Goals:
[1] In the forum post about the nested for loop, rewrite the passage from "[R] Nested for" to "samples 100 times.", substituting "group" for "population".
[2] According to the forum post about the nested for loop, what should the end result look like?

[R] Nested for loop

Kirsten Morehouse kmoreho1 at swarthmore.edu
Tue Aug 8 04:09:40 CEST 2017


Hi Caitlin and Ben,

Thanks for your responses! My issue is that I'd like to create one
continuous line, rather than 3 lines overlayed.

The code I've attached works for a population of 400 and samples 100 times.
I'd like to extend this to 300 samples and 3 populations. So, the x-axis
would range from 0-300 samples.

What I'm having trouble with is finding a way to change the population
mid-way through the function. I want samples 1-100 to be taken from a
population of 400, samples 101-200 to be taken from a sample of 800 and
samples 201-300 from a population of 300. The end result should look
something like a heart rate monitor.

Aside from the rationale, does what I'm explaining make sense?

Records provided:
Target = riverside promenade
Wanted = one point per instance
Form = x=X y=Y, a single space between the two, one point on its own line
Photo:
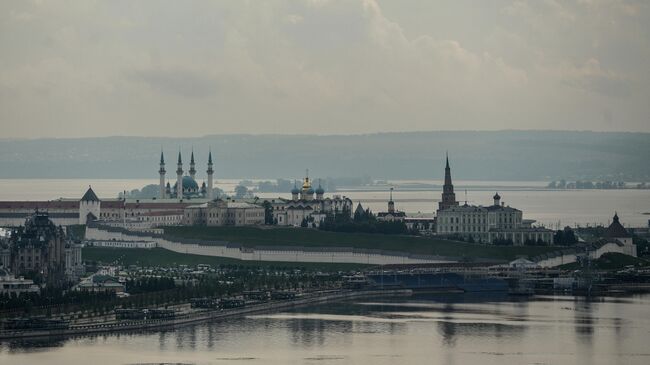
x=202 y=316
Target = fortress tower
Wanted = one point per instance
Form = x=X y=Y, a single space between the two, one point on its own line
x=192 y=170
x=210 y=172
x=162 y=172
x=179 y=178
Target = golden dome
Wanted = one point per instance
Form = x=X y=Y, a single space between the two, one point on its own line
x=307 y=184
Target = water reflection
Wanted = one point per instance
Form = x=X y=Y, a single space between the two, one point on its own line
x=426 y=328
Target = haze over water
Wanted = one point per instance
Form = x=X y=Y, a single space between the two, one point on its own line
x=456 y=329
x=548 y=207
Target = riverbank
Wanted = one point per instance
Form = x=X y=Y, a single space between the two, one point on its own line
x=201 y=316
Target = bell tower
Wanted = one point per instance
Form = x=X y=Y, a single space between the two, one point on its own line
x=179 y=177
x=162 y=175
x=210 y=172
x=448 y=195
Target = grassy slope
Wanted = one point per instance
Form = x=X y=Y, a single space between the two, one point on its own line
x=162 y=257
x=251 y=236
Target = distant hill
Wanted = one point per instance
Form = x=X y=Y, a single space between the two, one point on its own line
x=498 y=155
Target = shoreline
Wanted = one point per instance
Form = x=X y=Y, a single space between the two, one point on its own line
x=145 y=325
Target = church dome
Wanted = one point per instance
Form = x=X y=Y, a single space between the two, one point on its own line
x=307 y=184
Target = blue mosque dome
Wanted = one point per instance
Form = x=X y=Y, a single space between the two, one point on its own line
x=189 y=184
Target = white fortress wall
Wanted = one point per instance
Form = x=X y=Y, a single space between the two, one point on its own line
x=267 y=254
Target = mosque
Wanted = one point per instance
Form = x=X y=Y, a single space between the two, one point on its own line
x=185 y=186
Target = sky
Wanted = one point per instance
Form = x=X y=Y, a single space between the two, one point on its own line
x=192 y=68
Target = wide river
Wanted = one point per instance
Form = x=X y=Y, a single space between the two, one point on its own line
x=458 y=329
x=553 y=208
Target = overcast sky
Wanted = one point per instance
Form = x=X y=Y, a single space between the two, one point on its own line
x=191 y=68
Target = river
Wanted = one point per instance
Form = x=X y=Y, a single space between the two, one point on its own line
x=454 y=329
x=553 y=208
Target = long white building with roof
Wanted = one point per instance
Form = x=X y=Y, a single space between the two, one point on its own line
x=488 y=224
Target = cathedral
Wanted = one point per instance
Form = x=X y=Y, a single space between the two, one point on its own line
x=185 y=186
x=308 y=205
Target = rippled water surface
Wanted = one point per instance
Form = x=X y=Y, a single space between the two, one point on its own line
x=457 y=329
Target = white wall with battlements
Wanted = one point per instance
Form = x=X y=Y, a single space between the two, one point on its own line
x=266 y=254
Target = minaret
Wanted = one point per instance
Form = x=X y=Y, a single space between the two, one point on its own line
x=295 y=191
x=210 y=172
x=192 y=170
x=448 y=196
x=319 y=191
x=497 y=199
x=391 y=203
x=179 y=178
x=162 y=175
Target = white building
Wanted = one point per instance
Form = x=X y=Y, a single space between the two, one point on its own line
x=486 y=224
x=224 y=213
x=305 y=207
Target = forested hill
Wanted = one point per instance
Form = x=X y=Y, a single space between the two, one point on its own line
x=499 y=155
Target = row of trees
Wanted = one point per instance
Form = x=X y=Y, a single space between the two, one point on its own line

==

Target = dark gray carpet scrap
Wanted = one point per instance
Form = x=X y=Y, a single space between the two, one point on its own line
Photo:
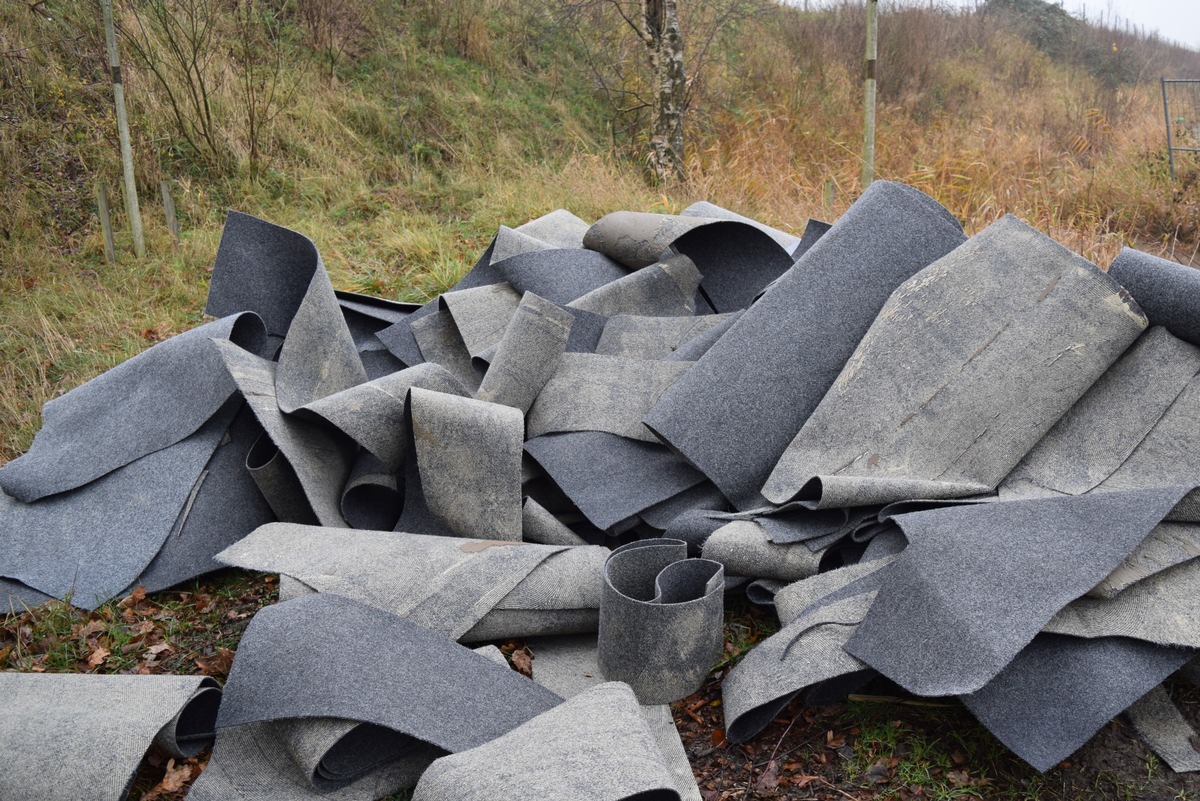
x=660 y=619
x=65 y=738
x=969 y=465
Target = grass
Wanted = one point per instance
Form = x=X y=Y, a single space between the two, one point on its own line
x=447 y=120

...

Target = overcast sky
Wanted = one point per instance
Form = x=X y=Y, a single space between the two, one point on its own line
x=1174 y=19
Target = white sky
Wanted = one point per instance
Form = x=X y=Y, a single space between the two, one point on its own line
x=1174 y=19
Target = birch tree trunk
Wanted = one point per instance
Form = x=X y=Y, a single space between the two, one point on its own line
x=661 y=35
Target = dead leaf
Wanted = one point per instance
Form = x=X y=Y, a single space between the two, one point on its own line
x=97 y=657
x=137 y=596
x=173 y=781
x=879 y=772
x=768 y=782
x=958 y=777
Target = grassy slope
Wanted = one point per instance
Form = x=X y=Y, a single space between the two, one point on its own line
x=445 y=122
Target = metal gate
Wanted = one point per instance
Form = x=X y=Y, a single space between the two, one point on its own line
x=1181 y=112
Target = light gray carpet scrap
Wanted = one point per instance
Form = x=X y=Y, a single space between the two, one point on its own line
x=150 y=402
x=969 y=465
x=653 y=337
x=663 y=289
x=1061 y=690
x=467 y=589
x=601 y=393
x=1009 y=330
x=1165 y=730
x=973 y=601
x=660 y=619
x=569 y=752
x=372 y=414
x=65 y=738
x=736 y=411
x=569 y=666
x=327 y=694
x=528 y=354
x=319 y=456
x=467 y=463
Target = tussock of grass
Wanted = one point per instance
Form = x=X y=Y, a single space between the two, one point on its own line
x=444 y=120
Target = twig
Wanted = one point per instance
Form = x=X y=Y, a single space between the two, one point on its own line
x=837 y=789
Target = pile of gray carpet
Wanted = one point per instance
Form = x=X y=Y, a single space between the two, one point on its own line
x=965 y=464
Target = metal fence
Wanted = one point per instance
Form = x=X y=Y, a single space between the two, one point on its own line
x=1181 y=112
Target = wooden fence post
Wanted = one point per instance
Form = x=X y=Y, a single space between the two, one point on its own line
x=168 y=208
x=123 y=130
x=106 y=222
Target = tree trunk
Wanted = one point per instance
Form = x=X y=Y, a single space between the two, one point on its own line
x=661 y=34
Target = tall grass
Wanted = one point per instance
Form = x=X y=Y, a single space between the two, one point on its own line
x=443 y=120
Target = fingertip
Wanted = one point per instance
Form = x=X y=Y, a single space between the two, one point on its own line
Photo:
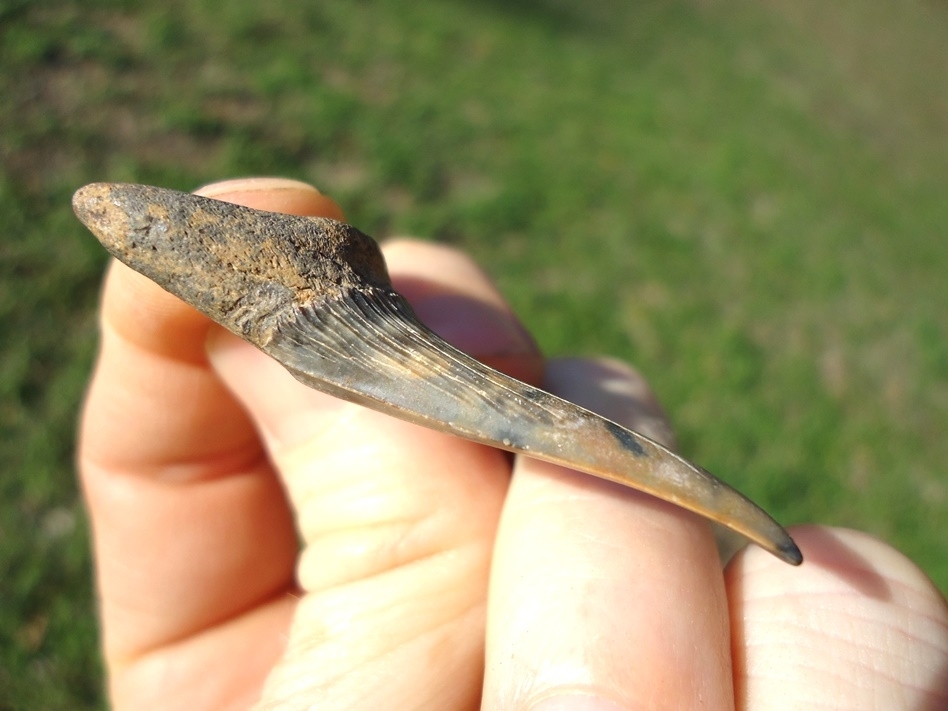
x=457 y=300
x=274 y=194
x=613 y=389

Responses to the exercise:
[1]
[R] Nested for loop

Kirsten Morehouse kmoreho1 at swarthmore.edu
Tue Aug 8 04:09:40 CEST 2017


Hi Caitlin and Ben,

Thanks for your responses! My issue is that I'd like to create one
continuous line, rather than 3 lines overlayed.

The code I've attached works for a group of 400 and samples 100 times.

[2] Something like a heart rate monitor.